● PROBLEM SET:
[a] Which model does the study described in the article on rotational microfluidics use to examine capillary filling and interfacial dynamics?
[b] Continue the article on the rotational microfluidics study from its last sentence.

● TEXT FOR ANALYSIS:
Dr Sumit Kumar Mehta, Assistant Professor in the Department of Energy Engineering in SRM University-AP has recently published an impactful study titled “Dynamics of Moving Contact Line Influenced by Rotational Forcing“ in Langmuir, a prestigious Q1 journal published by the American Chemical Society with an impact factor of 4.4. This research investigates how tiny amounts of liquids move and mix inside spinning microfluidic devices, similar to those utilized in modern medical diagnostic kits. By understanding how surface properties and fluid characteristics dictate liquid movement under rotational forces, Dr Mehta’s work offers critical insights for designing faster and more efficient lab-on-a-chip systems. Ultimately, these advancements hold significant promise for streamlining healthcare testing, sample processing, and biochemical analysis.
Abstract of the research
This study investigates the effects of surface wettability and viscosity ratio on capillary filling and interfacial dynamics of immiscible fluids in a rotational microfluidic system using a phase-field model. A regime map based on the local Weber number is developed to identify distinct interface transition modes. Unlike conventional pressure-driven flows, rotational forcing generates transverse Coriolis momentum, leading to asymmetric interface deformation and lateral fluid displacement. Hydrophilic and hydrophobic surfaces exhibit markedly different transition behaviours, while higher viscosity ratios delay regime changes due to increased viscous resistance. The findings provide new insights into rotational microfluidics and support the design of advanced centrifugal lab-on-chip devices.

● DATA EXCERPTS:
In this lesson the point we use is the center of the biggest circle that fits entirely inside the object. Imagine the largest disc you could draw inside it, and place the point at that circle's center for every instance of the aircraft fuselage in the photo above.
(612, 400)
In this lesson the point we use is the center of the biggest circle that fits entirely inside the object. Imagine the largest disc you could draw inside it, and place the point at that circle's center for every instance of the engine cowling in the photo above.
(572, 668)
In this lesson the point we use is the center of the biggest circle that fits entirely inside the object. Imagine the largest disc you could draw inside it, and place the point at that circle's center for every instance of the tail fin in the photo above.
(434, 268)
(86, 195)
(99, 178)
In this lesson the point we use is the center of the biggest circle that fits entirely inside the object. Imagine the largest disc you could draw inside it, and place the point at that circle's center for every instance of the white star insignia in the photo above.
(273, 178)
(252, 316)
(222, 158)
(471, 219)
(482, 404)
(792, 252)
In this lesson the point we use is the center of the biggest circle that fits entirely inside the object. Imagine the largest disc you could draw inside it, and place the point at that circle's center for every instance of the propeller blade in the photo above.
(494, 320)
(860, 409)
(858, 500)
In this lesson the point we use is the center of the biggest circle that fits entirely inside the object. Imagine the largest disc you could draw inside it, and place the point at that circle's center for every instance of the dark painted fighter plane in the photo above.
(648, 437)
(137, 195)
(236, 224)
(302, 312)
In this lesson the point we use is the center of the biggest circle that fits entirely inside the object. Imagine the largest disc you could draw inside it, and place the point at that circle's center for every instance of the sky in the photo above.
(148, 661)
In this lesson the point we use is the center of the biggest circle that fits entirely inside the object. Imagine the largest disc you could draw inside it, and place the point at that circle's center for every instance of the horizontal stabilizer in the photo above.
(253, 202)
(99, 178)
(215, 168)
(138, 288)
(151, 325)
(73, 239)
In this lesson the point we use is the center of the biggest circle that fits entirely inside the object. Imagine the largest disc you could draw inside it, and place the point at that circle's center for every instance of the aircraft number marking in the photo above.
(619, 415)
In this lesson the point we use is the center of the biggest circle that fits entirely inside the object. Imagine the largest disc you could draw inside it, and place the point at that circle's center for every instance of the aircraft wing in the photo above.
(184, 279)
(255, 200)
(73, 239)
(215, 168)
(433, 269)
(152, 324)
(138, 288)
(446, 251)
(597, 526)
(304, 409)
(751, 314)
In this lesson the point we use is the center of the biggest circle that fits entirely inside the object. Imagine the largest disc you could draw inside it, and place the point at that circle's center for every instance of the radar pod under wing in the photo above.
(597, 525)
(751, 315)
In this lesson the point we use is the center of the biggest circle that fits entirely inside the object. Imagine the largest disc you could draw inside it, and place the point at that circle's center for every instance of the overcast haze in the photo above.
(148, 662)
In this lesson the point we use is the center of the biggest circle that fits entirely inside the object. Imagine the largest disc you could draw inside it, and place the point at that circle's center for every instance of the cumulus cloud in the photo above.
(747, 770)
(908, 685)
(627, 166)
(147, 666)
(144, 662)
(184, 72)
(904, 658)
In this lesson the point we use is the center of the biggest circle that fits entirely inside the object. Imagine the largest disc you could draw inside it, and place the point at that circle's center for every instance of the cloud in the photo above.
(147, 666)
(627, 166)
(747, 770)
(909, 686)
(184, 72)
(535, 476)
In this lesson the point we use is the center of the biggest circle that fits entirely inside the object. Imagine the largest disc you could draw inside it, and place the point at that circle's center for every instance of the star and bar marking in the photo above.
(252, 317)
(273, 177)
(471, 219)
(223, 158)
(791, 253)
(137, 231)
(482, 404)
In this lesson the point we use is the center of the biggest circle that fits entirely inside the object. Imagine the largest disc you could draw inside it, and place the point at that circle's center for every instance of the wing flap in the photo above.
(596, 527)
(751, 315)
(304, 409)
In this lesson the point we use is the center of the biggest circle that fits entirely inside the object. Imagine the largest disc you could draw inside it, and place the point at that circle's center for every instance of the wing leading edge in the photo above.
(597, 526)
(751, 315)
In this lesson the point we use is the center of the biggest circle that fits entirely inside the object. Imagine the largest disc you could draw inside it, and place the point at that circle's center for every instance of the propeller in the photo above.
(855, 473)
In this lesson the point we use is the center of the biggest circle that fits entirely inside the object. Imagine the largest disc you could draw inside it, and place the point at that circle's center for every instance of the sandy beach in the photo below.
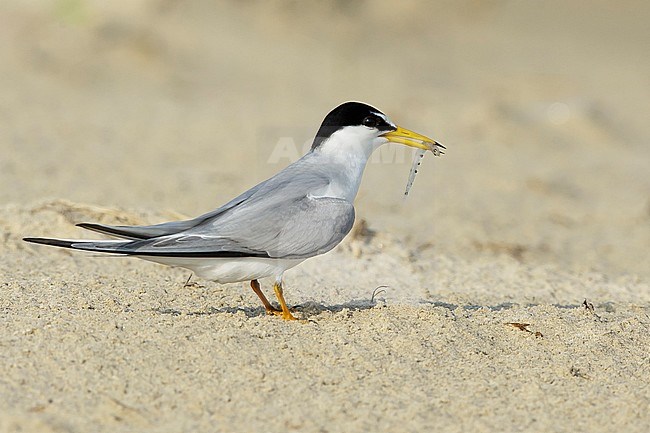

● OUTPUTS FOR THE TASKS:
[a] A phase-field model.

[b]
Practical Implementation and social implications.
This research can improve the design of centrifugal lab-on-chip devices used for rapid medical diagnostics, biochemical assays, and sample preparation. The outcomes may contribute to the development of faster, more reliable, and cost-effective point-of-care testing technologies, enhancing healthcare accessibility and diagnostic efficiency
Collaborations
This work was carried out in collaboration with Mr Giridhar Raveendar and Prof. Pranab Kumar Mondal, Department of Mechanical Engineering, Indian Institute of Technology Guwahati
Future Research Plans
The future research plan is to develop advanced multiphysics models for electrokinetic transport, energy conversion, and thermal-fluid systems using high-performance computational tools. I also aim to establish collaborative research projects, secure external funding, and contribute to high-impact publications in sustainable energy technologies.